* **Your instructions**
Starting at the top of the entries and going on through the line that contains "pixel 434 532", update every "marker" to "pin" and keep all else the same. Give back only those lines, without the pictures.

☆ ☆ ☆

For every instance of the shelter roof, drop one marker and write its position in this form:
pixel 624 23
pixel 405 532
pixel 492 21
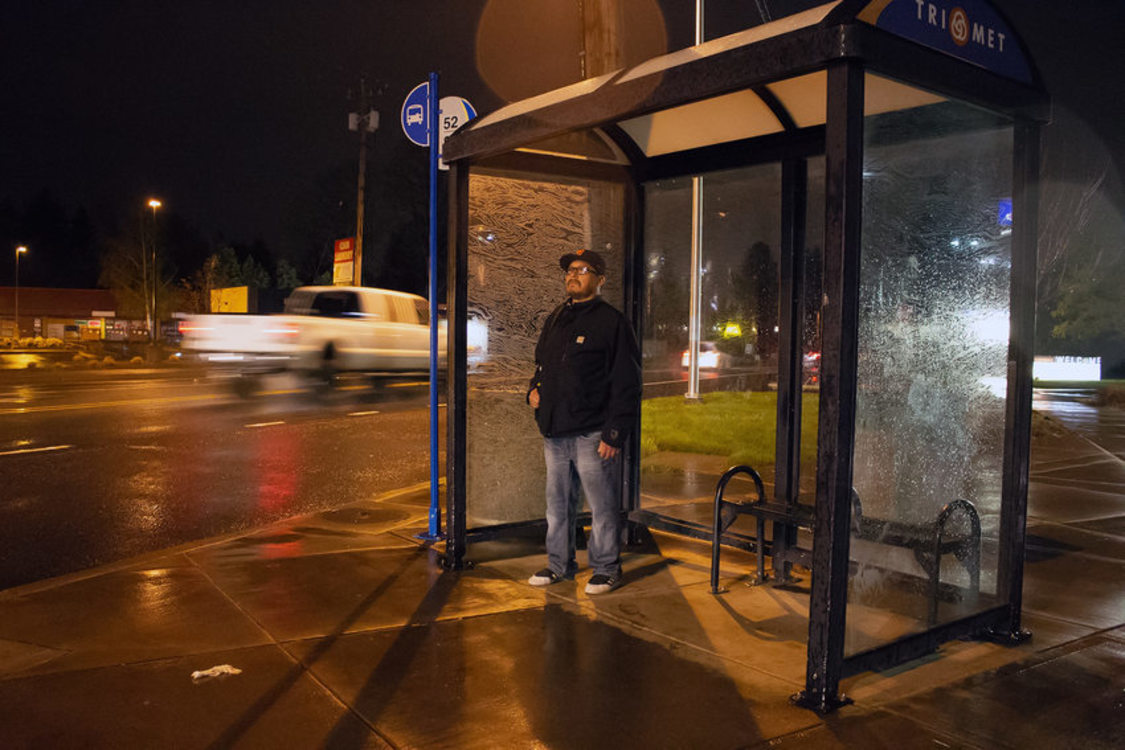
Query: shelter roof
pixel 771 80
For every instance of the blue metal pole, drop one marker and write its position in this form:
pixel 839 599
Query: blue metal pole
pixel 434 532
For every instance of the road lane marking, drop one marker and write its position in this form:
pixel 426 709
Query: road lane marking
pixel 104 405
pixel 45 449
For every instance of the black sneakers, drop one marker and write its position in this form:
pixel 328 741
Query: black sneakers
pixel 597 584
pixel 602 584
pixel 545 577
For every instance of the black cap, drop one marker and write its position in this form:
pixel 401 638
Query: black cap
pixel 587 256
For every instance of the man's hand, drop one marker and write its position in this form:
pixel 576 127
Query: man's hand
pixel 606 451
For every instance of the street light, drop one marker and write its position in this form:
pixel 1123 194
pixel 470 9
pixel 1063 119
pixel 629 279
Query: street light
pixel 153 204
pixel 19 251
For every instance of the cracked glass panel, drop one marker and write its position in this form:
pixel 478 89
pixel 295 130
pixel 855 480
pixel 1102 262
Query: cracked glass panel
pixel 519 227
pixel 932 370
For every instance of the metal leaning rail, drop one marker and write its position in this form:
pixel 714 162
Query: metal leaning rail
pixel 929 542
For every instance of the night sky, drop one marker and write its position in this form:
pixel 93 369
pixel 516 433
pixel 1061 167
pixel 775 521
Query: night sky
pixel 235 113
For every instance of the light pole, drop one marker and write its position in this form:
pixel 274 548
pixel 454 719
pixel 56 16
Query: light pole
pixel 19 251
pixel 153 321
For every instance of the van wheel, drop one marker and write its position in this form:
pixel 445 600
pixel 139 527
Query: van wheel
pixel 329 370
pixel 244 386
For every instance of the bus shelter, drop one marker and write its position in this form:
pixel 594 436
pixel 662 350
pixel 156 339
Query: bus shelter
pixel 834 214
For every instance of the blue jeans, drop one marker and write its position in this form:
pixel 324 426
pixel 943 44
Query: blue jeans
pixel 570 461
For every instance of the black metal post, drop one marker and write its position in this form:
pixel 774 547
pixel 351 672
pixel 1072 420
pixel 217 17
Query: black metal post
pixel 635 279
pixel 457 364
pixel 836 430
pixel 1025 201
pixel 794 184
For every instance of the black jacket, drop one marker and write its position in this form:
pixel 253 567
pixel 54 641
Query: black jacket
pixel 587 371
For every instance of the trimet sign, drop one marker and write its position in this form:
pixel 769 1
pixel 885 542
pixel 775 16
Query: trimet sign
pixel 969 29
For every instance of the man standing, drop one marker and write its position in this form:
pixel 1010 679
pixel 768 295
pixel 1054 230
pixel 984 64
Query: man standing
pixel 586 392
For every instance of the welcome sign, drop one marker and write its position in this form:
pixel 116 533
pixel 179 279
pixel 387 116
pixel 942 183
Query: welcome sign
pixel 969 29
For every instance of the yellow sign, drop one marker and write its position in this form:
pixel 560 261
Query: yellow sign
pixel 231 299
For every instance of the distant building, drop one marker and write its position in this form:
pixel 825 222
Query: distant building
pixel 65 314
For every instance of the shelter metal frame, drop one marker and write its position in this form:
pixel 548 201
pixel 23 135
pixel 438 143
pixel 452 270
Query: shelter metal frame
pixel 842 42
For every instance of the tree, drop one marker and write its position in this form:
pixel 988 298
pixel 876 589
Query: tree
pixel 1088 306
pixel 123 271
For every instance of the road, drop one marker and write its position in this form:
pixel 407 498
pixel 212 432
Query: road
pixel 102 466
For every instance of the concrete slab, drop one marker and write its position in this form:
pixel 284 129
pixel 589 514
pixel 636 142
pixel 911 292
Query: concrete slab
pixel 874 729
pixel 273 703
pixel 759 627
pixel 1067 503
pixel 955 659
pixel 548 677
pixel 329 594
pixel 318 535
pixel 1074 575
pixel 120 617
pixel 1071 697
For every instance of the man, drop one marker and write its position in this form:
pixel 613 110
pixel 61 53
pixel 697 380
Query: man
pixel 586 392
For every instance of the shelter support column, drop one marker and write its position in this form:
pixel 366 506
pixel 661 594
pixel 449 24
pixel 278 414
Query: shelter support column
pixel 1020 354
pixel 457 364
pixel 836 428
pixel 791 316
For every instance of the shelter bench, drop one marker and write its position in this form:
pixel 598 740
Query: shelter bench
pixel 929 542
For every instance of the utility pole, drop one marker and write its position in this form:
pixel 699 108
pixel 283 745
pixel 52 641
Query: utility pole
pixel 601 45
pixel 366 120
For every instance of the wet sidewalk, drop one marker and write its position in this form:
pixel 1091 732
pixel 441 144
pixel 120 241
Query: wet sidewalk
pixel 348 634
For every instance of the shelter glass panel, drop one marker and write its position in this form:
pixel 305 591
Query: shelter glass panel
pixel 812 260
pixel 520 225
pixel 934 313
pixel 686 445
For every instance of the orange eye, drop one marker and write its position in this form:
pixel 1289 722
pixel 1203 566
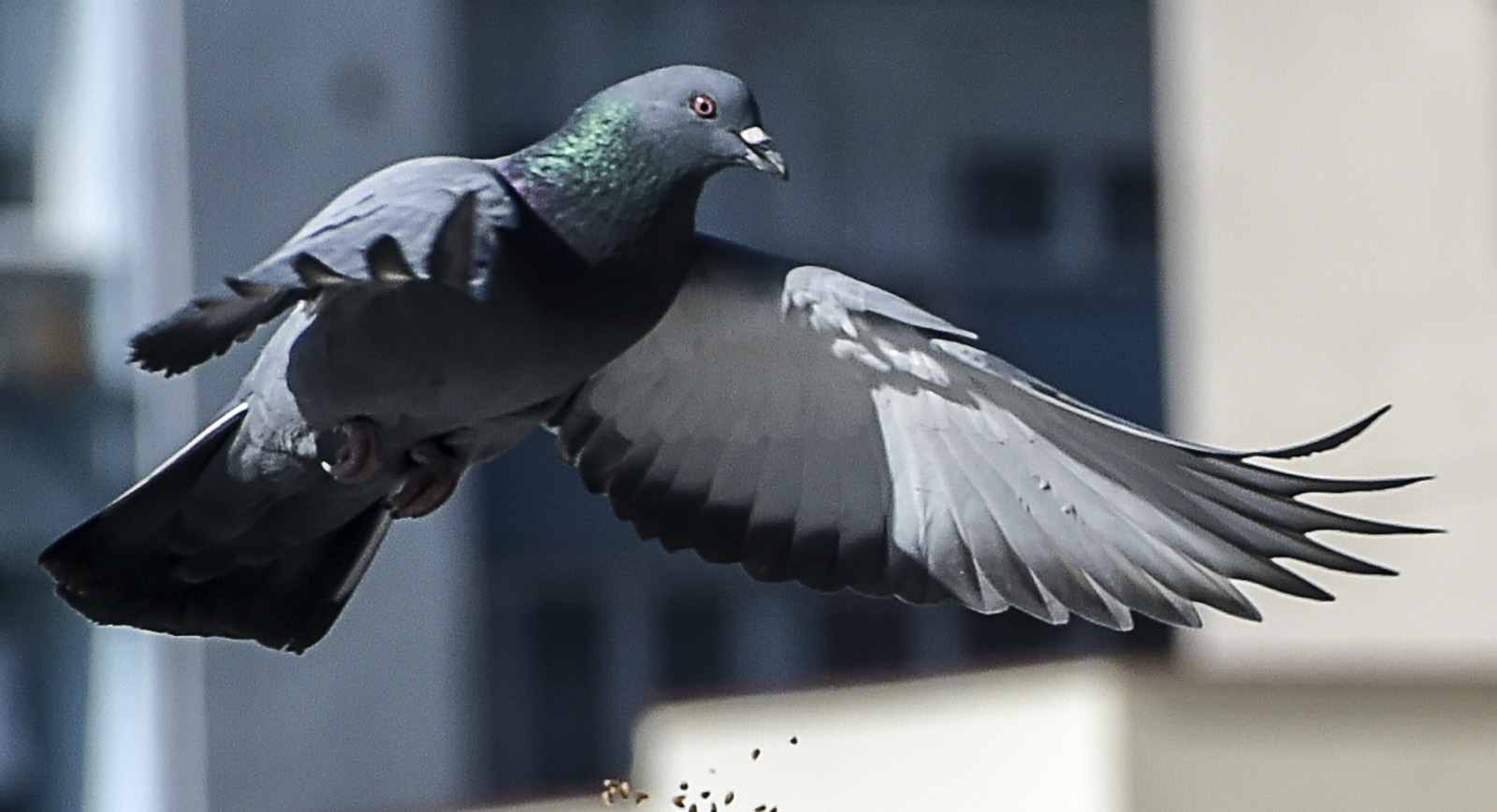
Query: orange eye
pixel 704 105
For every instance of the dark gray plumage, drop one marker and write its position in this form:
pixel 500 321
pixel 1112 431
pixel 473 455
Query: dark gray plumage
pixel 818 428
pixel 760 411
pixel 439 312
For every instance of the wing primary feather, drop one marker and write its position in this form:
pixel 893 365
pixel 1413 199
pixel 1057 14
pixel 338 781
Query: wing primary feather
pixel 1321 443
pixel 1292 485
pixel 314 273
pixel 451 259
pixel 386 261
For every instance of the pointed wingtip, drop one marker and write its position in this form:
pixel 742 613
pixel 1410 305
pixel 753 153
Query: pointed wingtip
pixel 1327 442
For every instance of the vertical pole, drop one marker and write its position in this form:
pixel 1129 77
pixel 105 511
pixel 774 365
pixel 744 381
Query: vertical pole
pixel 114 191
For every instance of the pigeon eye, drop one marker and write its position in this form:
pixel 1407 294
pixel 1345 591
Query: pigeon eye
pixel 704 105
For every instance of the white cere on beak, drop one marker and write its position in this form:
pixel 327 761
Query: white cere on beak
pixel 753 135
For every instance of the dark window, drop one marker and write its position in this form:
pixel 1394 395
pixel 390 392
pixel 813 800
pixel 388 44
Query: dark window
pixel 865 634
pixel 1130 206
pixel 1007 196
pixel 693 654
pixel 566 684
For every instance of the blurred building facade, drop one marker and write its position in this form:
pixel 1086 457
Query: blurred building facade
pixel 992 161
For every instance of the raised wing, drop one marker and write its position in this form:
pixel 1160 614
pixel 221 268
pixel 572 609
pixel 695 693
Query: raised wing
pixel 439 213
pixel 820 428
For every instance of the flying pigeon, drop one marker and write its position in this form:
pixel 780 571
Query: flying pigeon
pixel 758 410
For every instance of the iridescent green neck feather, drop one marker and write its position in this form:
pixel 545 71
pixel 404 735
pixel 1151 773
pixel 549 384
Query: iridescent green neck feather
pixel 603 184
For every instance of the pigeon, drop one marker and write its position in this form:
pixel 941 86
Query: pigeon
pixel 756 410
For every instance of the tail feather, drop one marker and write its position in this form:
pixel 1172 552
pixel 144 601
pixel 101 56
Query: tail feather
pixel 126 565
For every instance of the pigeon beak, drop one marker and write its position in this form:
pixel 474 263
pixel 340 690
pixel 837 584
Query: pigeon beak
pixel 763 154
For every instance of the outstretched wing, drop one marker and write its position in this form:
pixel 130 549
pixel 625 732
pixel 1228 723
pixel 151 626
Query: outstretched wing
pixel 438 211
pixel 820 428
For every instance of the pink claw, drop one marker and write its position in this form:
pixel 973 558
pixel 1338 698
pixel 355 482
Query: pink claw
pixel 361 455
pixel 433 480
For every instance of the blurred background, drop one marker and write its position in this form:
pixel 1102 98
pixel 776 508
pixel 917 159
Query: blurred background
pixel 1247 224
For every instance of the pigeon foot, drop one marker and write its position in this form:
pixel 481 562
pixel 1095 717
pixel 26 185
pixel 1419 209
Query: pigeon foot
pixel 430 483
pixel 361 455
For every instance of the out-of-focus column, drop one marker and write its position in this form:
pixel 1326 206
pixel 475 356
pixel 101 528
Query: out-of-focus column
pixel 1330 219
pixel 112 195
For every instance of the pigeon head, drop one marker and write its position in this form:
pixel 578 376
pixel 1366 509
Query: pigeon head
pixel 623 174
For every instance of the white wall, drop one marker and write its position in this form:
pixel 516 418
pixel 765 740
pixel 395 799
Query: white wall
pixel 1330 209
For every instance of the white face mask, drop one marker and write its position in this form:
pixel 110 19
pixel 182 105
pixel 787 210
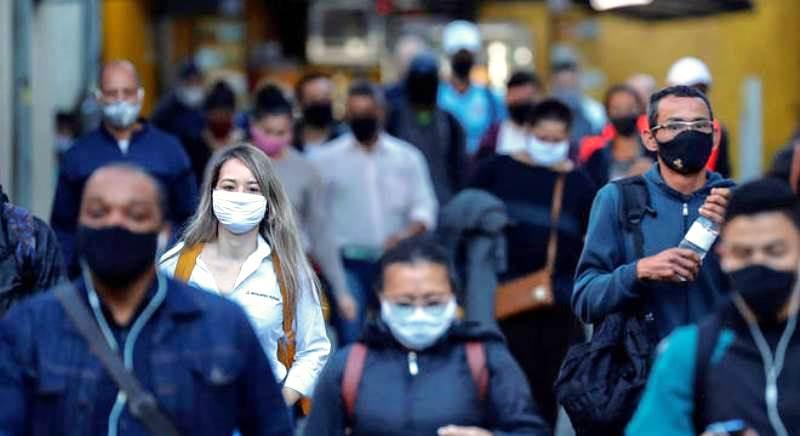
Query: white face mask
pixel 237 211
pixel 418 328
pixel 547 153
pixel 121 114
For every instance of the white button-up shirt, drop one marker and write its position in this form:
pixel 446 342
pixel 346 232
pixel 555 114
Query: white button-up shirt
pixel 257 291
pixel 372 195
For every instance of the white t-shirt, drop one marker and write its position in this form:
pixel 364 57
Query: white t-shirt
pixel 257 291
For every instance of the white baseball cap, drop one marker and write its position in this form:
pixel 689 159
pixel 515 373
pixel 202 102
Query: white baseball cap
pixel 689 71
pixel 461 35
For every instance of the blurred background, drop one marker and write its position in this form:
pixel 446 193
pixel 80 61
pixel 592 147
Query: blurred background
pixel 50 51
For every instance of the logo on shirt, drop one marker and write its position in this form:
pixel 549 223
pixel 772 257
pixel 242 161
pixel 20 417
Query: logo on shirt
pixel 259 294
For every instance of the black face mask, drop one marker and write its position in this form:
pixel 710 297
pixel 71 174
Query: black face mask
pixel 364 129
pixel 625 126
pixel 519 111
pixel 318 114
pixel 688 152
pixel 116 255
pixel 422 88
pixel 765 290
pixel 461 64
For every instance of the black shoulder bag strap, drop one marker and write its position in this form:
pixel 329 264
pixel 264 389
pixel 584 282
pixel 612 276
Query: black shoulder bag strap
pixel 708 332
pixel 141 403
pixel 635 205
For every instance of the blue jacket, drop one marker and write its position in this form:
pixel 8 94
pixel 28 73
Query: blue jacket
pixel 150 148
pixel 606 275
pixel 392 402
pixel 197 354
pixel 733 386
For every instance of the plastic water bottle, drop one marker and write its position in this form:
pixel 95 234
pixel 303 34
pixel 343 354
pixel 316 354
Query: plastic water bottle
pixel 701 236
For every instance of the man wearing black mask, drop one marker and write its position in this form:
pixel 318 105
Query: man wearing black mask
pixel 738 371
pixel 378 192
pixel 314 94
pixel 475 106
pixel 435 132
pixel 193 351
pixel 523 91
pixel 617 152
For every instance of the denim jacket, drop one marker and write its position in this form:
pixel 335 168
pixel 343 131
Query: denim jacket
pixel 197 354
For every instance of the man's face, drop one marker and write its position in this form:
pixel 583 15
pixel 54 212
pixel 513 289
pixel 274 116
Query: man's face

☆ ☆ ☆

* **Expected answer**
For every instance of the shelter roof, drop one pin and write its position in this form:
pixel 624 23
pixel 405 532
pixel 492 21
Query: shelter roof
pixel 771 80
For every instance of the blue metal pole, drop one pin and write its position in this form:
pixel 839 599
Query: blue metal pole
pixel 434 532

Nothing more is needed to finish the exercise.